■ YOUR ASSIGNMENT ■
The entries should be written out again exactly as they read.
### RECORDS SHOWN
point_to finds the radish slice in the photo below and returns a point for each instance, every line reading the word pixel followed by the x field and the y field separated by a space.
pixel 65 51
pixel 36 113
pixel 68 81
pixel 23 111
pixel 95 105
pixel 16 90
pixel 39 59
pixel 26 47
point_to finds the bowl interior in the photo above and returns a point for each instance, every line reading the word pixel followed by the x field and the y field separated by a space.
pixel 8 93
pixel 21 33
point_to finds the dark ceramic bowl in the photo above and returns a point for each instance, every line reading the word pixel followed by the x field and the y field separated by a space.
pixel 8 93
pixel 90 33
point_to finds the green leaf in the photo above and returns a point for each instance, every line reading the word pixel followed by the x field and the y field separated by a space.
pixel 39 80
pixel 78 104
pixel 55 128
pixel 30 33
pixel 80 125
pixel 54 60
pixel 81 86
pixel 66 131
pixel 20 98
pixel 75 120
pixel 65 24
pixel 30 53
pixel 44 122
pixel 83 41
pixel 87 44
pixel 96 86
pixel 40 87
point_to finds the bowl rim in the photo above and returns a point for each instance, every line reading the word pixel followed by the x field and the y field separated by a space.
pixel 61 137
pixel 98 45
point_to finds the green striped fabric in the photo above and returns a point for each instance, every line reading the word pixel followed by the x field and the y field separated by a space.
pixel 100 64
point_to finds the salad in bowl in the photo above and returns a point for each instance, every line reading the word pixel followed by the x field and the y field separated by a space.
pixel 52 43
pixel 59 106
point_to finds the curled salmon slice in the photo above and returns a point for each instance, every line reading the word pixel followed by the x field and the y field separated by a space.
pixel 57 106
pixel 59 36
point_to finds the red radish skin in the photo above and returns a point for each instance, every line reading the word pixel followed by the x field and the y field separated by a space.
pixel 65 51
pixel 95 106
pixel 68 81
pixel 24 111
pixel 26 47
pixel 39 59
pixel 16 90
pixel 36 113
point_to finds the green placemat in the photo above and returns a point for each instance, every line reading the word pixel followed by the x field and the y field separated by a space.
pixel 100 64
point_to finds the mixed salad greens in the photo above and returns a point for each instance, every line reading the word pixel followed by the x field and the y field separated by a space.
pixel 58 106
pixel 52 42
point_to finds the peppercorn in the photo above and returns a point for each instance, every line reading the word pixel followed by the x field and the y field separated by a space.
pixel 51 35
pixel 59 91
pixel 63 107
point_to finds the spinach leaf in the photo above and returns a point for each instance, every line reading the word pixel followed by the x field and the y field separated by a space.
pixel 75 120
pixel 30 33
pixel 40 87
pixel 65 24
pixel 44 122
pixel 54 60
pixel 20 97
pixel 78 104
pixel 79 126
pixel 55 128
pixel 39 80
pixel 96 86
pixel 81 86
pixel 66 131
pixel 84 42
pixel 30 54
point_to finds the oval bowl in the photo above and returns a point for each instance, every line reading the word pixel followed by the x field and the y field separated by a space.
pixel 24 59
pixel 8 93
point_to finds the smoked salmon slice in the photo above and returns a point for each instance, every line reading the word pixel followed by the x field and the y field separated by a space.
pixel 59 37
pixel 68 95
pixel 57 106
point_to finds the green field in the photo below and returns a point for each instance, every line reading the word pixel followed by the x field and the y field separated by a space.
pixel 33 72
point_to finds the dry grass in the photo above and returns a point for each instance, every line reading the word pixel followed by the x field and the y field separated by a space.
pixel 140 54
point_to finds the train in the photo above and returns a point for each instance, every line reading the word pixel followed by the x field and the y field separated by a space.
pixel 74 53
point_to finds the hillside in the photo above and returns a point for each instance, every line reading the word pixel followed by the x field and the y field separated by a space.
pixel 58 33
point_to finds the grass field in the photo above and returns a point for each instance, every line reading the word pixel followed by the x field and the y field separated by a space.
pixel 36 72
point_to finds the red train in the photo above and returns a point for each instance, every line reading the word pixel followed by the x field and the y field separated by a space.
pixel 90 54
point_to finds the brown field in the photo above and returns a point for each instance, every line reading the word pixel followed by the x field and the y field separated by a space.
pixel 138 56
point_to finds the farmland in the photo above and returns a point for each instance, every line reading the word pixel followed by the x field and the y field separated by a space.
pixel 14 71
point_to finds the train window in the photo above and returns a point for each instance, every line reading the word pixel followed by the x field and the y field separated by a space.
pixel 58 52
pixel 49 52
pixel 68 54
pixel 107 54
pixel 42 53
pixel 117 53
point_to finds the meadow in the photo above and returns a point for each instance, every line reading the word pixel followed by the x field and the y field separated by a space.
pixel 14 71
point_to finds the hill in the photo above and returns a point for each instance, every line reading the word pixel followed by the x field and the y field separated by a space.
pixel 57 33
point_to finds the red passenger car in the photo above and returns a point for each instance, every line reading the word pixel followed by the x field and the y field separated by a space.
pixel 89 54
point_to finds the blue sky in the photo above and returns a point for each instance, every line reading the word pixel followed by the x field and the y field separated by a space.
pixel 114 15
######
■ ANSWER TO THIS EXERCISE ■
point_to finds the radish slice in the photo below and returns a point for each instance, every line reading the word pixel followed by the x field and the y field separated by a space.
pixel 65 51
pixel 36 113
pixel 68 81
pixel 23 111
pixel 95 105
pixel 16 90
pixel 39 59
pixel 26 47
point_to finds the bowl interior in the photo above and returns a point for each instance, every line reading the word pixel followed by the x field and the y field separated by a space.
pixel 8 93
pixel 21 33
point_to finds the dark ceramic bowl in the photo above and returns a point for each instance, every line reading the word pixel followed by the x field and the y field separated by a space.
pixel 8 93
pixel 90 33
point_to finds the green leaf in the photo above and returns a point for each instance, every line reading the word pixel followed by the x field and the y field separated by a space.
pixel 39 80
pixel 78 104
pixel 55 128
pixel 30 33
pixel 80 125
pixel 54 60
pixel 81 86
pixel 66 131
pixel 20 98
pixel 75 120
pixel 65 24
pixel 30 53
pixel 44 122
pixel 83 41
pixel 87 44
pixel 96 86
pixel 40 87
point_to finds the bowl rim in the photo above and returns a point for each instance, every line reading the word pixel followed by the x field and the y field separated by a space.
pixel 61 137
pixel 98 45
point_to finds the green striped fabric in the photo above and returns a point for each instance, every line reading the word pixel followed by the x field and the y field separated by a space.
pixel 100 64
point_to finds the salad in bowl in the photo above and returns a point for each instance, every line reading the word pixel followed by the x field and the y field separated by a space.
pixel 52 43
pixel 59 106
point_to finds the curled salmon slice in the photo above and returns a point for each instance, every line reading the word pixel followed by the x field and the y field separated by a space.
pixel 57 106
pixel 59 36
point_to finds the red radish skin in the photo above and returns a point for each instance, every line reading the word pixel followed by the x field and the y field separated by a space.
pixel 65 51
pixel 95 106
pixel 68 81
pixel 24 111
pixel 26 47
pixel 39 59
pixel 16 90
pixel 36 113
point_to finds the green placemat in the photo above and returns a point for each instance, every line reading the word pixel followed by the x field and the y field separated by a space.
pixel 100 64
point_to finds the mixed salad greens in the photo above and returns a point for each instance, every line reading the word pixel followed by the x field and the y field separated by a space.
pixel 58 106
pixel 52 42
point_to finds the peppercorn in the photo above and returns a point for each instance, every line reading the word pixel followed by the x field and the y field separated by a space.
pixel 51 35
pixel 59 91
pixel 63 107
point_to finds the spinach leaf in the photo above and returns a point for each instance, every line reading the word pixel followed by the x field and the y field separated by a space.
pixel 75 120
pixel 30 33
pixel 40 87
pixel 65 24
pixel 44 122
pixel 54 60
pixel 20 97
pixel 78 104
pixel 79 126
pixel 55 128
pixel 39 80
pixel 96 86
pixel 81 86
pixel 66 131
pixel 84 42
pixel 30 54
point_to finds the oval bowl in the photo above and returns a point for each instance, every line reading the word pixel followed by the x field and the y field separated by a space.
pixel 24 59
pixel 8 93
point_to finds the smoked salmon slice in the photo above and returns a point for each instance, every line reading the word pixel followed by the x field and the y field separated by a space.
pixel 59 37
pixel 68 95
pixel 57 106
point_to finds the green field in the photo below and returns a point for each instance, every line reading the word pixel followed by the x field and the y field separated by a space.
pixel 33 72
point_to finds the dry grass in the photo above and returns a point for each instance, every line reading the word pixel followed by the x field and the y field separated by a space.
pixel 140 54
point_to finds the train in the photo above and returns a point for each instance, every line reading the word pixel followed by the x field and the y field separated by a space.
pixel 74 53
point_to finds the hillside in the photo above and returns a point for each instance, every line reading the word pixel followed by the x field and the y field separated by a space.
pixel 58 33
point_to finds the grass field in the photo above and returns a point for each instance, every line reading the word pixel followed by the x field and the y field separated by a space.
pixel 36 72
point_to finds the red train in the photo above and returns a point for each instance, every line reading the word pixel followed by the x field and the y field separated by a space.
pixel 90 54
point_to finds the brown field in the photo above and returns a point for each instance, every line reading the word pixel followed by the x field and the y field separated by a space.
pixel 138 56
point_to finds the farmland in the photo above and returns a point for each instance, every line reading the word pixel followed by the x field and the y field separated by a space.
pixel 14 71
point_to finds the train window in the photo above and returns a point for each instance, every line reading the word pixel followed by the x field and the y field separated by a space.
pixel 58 52
pixel 49 52
pixel 68 54
pixel 107 54
pixel 42 53
pixel 117 53
point_to finds the meadow in the photo above and returns a point for each instance, every line reading the word pixel followed by the x field and the y field separated by a space.
pixel 14 71
point_to finds the hill in the photo above and returns a point for each instance, every line reading the word pixel followed by the x field and the y field separated by a space.
pixel 57 33
point_to finds the red passenger car in the photo above and returns a point for each instance, every line reading the word pixel followed by the x field and the y field separated by a space.
pixel 89 54
point_to finds the blue sky in the photo above and returns a point for each instance, every line reading the word pixel followed by the x field and the y field separated by a space.
pixel 114 15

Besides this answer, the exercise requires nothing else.